[Brief]: Transcribe all of the material exactly. Any picture in it should be left out.

[Working data]:
+++
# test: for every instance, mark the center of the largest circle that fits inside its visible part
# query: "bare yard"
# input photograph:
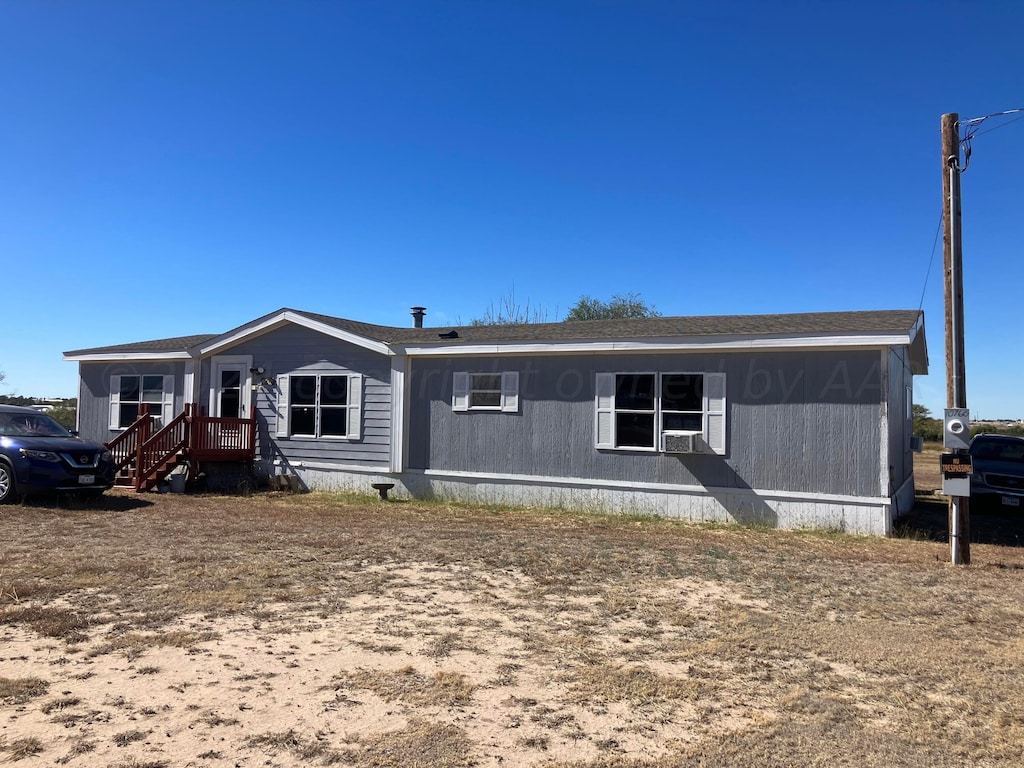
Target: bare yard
(283, 630)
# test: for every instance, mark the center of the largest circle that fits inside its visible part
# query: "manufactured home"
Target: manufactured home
(783, 420)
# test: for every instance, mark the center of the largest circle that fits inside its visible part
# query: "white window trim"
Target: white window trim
(462, 391)
(714, 407)
(353, 408)
(166, 406)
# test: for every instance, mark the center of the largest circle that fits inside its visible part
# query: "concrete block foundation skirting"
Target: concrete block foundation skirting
(869, 517)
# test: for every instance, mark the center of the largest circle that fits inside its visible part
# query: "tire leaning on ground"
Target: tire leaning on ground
(8, 488)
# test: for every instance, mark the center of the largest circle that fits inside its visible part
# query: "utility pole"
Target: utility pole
(960, 514)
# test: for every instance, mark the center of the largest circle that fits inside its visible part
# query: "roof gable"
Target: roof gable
(806, 330)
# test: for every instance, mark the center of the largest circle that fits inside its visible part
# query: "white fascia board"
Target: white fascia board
(691, 344)
(269, 324)
(119, 356)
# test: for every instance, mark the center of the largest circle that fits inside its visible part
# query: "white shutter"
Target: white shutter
(715, 432)
(283, 407)
(355, 407)
(605, 402)
(167, 403)
(460, 390)
(115, 416)
(510, 391)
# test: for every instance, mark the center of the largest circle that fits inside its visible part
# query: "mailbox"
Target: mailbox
(956, 428)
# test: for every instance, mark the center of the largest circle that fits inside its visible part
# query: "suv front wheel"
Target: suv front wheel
(8, 488)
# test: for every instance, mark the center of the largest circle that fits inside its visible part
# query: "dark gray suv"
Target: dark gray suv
(37, 455)
(998, 471)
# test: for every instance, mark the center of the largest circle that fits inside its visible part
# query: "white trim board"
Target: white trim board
(692, 344)
(118, 356)
(252, 330)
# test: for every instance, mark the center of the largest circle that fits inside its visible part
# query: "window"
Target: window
(324, 406)
(130, 392)
(637, 410)
(491, 391)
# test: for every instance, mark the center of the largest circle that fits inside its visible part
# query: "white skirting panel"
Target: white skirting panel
(790, 510)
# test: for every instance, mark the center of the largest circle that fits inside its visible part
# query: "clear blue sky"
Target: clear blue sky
(171, 168)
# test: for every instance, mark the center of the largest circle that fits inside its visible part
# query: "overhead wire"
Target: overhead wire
+++
[Output of the exercise]:
# test: for every instance, mark the center of the largest circle that fits inside its visible part
# query: "bare yard"
# input photograph:
Target: bare yard
(283, 630)
# test: for every instance, mark the center of the largest circle that fits inside its visible part
# query: "manufactured home"
Target: manufactured home
(783, 420)
# test: for every instance, mark the center of the largest circle that fits inside its visible part
# query: "white window trim"
Target: white window trim
(462, 391)
(714, 407)
(353, 408)
(166, 406)
# test: for every instance, mark the center of the largest circle that fits inside its visible part
# query: "concrete block foundation skirting"
Target: concrete block foundation skirting
(869, 517)
# test: for every instance, mark the center of the largest circle that fits inside its visible part
# query: "tire leaning on ground"
Target: tire leaning on ground
(8, 488)
# test: for every instance, mark the center of the largest circle that fits inside its visible part
# query: "utility pole"
Target: utility pole
(960, 514)
# test: for every instance, mark the center of the largest circle that fits inside its visible part
# query: "roof gable"
Target: roof gable
(806, 330)
# test: for every instance, mark the center of the largest circle that fits inside its visible part
# query: "white fascia board"
Target: white fascia board
(691, 344)
(269, 324)
(119, 356)
# test: for every instance, mark the center of the largest circle that fits inside its visible part
# query: "white shutter"
Target: white shutter
(715, 432)
(283, 407)
(355, 407)
(605, 402)
(167, 403)
(460, 390)
(115, 416)
(510, 391)
# test: for every instance, mark the center of the largest circle that fits inside its visible part
# query: "mailbox"
Target: mailbox
(956, 428)
# test: for every instance, mark the center of the largest circle that fits inside its visible part
# query: "suv front wheel"
Target: suv front wheel
(8, 488)
# test: for every instance, mark the center of the largest circle that fits inside its visible part
# query: "dark gray suv"
Target: dark gray suv
(37, 455)
(998, 471)
# test: for every instance, mark the center of the largest circle that fits inside its visible part
# query: "white trim board"
Target: white trim board
(692, 344)
(118, 356)
(252, 330)
# test: for every instance, mark the center of the largest circle that fits inside its visible part
# query: "window"
Target: window
(324, 406)
(130, 392)
(637, 410)
(491, 391)
# test: for every instance, mark the center of the largest circle that fits inside its visible part
# query: "white skirting panel"
Target: white skirting panel
(790, 510)
# test: for every instance, mark the center of the largest circle that fits inside its visible part
# query: "clear blue sky"
Target: clear blue sky
(171, 168)
# test: for every instance, mark the center of the largest circle that fits inside its visible part
# query: "overhead wire"
Target: overhead wire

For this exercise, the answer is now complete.